To be done –
Edit the entries in the stretch from the line containing "Where can you find the watermark" through the end of the entries so that "pin" becomes "marker" and nothing else changes, then give back only those lines.

Items start

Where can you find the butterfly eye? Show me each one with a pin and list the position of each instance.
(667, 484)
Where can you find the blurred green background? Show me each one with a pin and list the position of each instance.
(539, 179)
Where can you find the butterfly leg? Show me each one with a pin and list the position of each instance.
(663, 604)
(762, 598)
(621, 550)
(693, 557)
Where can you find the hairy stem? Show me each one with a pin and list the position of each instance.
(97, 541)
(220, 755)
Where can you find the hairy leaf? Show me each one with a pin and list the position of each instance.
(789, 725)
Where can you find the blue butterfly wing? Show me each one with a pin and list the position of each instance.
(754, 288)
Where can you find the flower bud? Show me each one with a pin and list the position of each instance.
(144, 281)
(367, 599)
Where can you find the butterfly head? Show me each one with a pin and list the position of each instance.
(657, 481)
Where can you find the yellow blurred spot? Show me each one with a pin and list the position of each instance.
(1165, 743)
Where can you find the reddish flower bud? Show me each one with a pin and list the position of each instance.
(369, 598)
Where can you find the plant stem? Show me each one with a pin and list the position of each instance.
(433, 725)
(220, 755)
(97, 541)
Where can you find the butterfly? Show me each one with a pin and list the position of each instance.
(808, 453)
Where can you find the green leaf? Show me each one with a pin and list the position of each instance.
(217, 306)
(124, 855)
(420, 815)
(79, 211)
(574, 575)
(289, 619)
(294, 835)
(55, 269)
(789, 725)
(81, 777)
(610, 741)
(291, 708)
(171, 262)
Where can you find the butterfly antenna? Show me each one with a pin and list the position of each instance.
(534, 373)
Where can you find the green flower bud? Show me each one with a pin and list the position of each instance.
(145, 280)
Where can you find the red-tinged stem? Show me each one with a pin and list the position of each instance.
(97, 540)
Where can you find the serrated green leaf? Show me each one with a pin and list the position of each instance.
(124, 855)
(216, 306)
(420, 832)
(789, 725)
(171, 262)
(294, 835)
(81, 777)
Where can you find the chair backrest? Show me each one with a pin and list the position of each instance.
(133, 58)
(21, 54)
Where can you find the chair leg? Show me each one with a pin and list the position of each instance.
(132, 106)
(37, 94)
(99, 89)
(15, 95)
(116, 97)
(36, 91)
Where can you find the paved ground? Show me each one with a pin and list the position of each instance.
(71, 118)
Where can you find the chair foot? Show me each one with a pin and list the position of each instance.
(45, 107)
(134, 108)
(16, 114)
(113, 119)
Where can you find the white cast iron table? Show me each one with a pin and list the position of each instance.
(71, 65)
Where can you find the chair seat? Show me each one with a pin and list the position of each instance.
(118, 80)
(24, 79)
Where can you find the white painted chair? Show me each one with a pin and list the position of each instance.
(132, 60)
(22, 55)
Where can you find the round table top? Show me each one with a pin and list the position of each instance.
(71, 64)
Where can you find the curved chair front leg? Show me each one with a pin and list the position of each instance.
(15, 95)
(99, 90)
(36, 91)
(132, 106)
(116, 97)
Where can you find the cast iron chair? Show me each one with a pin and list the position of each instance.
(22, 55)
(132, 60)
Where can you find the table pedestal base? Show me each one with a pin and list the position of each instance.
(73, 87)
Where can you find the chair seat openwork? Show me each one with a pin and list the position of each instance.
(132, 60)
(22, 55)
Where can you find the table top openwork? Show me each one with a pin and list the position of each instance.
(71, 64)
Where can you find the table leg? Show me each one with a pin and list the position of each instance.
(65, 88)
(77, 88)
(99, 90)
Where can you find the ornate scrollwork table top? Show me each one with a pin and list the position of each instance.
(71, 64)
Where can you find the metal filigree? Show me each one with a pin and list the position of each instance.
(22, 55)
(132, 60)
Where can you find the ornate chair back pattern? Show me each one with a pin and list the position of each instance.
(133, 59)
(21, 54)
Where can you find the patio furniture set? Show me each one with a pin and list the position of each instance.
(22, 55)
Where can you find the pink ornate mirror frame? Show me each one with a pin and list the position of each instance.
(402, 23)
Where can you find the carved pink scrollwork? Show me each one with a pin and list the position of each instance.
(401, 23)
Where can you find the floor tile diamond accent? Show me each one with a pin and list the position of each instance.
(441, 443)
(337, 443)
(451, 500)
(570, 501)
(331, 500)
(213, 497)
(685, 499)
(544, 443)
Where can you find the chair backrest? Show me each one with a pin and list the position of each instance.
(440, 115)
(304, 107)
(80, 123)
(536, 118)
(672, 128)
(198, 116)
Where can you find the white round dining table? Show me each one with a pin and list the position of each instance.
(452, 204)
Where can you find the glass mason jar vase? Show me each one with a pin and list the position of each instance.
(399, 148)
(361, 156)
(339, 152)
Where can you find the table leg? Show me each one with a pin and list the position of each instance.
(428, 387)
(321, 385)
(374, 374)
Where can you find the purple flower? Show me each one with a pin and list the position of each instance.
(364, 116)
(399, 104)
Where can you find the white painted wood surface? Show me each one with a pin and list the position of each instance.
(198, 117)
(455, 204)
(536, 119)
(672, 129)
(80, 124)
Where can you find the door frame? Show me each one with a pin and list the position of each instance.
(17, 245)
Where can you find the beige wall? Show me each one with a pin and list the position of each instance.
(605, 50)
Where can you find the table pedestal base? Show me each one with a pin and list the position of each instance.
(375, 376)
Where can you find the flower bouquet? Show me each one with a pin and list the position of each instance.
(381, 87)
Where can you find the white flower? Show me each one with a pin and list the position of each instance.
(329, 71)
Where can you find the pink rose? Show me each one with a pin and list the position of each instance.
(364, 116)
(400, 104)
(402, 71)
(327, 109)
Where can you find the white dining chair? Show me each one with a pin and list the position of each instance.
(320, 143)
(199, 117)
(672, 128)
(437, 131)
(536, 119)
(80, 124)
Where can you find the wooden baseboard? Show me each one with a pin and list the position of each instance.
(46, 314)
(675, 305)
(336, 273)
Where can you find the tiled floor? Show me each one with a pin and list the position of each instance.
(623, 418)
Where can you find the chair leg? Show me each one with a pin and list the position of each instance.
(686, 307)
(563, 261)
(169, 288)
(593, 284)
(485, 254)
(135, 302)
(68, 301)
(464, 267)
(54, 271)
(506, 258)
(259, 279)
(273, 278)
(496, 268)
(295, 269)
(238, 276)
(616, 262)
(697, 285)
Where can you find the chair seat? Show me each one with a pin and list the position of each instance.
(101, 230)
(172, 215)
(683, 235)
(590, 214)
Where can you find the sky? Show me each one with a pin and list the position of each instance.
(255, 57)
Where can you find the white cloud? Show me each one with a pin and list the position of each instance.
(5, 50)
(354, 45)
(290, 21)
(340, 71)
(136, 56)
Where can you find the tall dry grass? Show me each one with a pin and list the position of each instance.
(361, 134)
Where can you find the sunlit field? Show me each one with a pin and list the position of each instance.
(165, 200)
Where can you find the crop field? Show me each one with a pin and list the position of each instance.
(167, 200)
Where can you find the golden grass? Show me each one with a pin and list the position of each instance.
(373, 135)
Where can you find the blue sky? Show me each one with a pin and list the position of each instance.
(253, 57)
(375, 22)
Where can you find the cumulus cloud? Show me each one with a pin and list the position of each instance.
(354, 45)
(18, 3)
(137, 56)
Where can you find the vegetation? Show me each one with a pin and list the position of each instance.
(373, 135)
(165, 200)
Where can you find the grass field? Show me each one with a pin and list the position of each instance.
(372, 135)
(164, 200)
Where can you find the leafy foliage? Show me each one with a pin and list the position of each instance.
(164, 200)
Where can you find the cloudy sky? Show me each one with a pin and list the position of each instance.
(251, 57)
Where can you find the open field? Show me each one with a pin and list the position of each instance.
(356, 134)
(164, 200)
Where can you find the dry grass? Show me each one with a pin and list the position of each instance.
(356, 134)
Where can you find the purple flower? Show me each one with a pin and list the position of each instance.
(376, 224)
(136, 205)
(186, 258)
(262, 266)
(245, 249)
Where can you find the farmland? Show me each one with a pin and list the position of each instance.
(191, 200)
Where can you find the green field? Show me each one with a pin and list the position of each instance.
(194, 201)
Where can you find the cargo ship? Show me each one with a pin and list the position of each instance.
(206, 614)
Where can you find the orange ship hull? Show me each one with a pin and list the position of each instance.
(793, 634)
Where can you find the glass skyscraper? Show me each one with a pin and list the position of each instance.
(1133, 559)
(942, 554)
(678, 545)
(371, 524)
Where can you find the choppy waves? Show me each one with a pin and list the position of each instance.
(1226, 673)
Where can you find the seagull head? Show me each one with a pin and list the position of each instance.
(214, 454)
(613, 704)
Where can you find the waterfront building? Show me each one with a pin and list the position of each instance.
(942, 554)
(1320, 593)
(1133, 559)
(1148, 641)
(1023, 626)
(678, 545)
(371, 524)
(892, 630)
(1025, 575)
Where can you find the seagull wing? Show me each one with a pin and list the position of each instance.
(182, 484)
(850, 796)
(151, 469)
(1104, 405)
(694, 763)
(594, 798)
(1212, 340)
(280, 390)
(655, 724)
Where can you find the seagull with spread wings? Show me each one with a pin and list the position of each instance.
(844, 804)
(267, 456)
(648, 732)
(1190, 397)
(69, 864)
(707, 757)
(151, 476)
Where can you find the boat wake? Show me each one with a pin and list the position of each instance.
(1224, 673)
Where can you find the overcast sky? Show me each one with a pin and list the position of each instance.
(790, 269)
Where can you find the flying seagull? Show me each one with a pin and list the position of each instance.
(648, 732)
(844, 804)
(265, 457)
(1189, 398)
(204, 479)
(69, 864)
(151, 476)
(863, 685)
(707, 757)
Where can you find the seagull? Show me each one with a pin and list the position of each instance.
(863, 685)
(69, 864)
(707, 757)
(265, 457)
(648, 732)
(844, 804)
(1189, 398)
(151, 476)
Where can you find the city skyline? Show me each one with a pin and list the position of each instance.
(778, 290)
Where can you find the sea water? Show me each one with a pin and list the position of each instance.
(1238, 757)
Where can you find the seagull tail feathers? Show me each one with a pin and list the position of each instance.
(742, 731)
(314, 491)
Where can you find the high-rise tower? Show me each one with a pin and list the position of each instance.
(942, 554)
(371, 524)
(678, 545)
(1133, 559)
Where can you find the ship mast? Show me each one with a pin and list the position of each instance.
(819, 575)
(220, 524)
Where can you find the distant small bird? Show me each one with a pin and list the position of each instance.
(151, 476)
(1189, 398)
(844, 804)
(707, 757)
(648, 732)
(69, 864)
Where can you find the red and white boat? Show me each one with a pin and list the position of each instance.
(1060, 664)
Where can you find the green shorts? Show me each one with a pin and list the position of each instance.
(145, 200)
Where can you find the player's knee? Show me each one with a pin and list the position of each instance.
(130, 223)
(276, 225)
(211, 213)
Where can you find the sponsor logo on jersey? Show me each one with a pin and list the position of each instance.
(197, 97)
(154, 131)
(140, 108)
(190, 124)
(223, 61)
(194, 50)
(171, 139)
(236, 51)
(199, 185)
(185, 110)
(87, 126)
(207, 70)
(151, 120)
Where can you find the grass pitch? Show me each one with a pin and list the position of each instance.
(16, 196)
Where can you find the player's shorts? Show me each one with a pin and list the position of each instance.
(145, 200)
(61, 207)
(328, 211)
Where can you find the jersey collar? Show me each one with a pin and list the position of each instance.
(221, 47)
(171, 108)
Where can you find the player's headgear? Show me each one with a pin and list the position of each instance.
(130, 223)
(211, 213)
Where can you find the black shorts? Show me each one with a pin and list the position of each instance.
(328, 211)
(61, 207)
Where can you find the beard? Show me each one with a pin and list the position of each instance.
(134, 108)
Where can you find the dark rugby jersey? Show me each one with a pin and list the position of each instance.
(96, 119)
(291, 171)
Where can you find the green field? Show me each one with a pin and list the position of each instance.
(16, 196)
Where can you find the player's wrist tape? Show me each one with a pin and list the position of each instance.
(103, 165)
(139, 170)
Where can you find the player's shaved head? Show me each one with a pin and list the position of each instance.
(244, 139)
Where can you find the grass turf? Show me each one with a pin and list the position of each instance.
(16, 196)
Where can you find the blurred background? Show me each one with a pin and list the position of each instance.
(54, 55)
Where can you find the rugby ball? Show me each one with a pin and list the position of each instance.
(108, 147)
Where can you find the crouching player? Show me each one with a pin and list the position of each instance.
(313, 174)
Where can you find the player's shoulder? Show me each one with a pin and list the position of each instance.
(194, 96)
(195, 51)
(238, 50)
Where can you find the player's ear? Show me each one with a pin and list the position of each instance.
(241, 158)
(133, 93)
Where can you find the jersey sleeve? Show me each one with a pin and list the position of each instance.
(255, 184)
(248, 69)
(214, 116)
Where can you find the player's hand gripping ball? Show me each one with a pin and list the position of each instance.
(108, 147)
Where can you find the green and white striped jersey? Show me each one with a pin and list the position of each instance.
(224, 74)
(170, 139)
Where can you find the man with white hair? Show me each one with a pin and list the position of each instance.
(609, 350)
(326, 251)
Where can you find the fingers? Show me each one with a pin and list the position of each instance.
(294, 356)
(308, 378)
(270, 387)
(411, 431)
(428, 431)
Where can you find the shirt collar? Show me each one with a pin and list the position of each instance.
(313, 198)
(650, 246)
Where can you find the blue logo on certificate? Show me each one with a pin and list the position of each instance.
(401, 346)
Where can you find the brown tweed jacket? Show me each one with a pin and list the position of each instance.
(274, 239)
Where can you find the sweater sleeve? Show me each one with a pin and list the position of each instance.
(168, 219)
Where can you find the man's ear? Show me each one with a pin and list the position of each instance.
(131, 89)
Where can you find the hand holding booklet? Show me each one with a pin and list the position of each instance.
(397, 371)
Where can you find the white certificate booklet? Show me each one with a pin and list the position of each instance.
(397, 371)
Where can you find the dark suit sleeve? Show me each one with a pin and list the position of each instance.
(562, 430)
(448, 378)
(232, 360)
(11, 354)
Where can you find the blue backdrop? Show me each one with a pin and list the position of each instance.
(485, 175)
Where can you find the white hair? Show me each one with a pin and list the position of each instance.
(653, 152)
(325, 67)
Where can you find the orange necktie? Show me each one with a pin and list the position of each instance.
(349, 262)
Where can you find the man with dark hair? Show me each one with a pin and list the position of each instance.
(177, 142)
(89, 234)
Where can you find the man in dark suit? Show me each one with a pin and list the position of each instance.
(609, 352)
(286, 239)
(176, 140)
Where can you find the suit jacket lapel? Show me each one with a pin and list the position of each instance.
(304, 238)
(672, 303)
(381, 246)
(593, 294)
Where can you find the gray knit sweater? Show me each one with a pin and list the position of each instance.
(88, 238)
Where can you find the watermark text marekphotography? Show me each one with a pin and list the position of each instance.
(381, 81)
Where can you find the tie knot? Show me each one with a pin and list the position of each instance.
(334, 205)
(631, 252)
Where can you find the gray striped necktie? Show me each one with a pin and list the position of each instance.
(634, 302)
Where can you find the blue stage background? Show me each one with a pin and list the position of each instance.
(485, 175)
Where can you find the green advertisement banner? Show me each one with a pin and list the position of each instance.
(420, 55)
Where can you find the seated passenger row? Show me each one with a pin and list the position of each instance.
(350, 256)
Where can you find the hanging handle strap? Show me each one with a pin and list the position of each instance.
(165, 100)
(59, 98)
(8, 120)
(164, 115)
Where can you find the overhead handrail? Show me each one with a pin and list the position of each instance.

Items end

Reply –
Where can you find the watermark text marekphotography? Show me each one with a marker and list the position of each instance.
(381, 81)
Where can you find the tie knot? Show me each one with a marker and list the position of each instance.
(334, 205)
(631, 252)
Where can you find the gray striped necktie? Show me each one with a marker and list the position of each instance.
(634, 302)
Where can you find the blue stage background? Show me each one with a marker and list the position of each instance.
(485, 175)
Where can you find the green advertisement banner? Show me each one with a marker and list the position of each instance.
(420, 55)
Where can you find the seated passenger row? Show me each one with a marker and list the position of each instance.
(350, 256)
Where can you find the hanging handle strap? Show me each one with a marker and list the position of each instance.
(165, 100)
(59, 98)
(8, 120)
(164, 115)
Where can you find the overhead handrail? Show me each one with a marker and list the position of each instance.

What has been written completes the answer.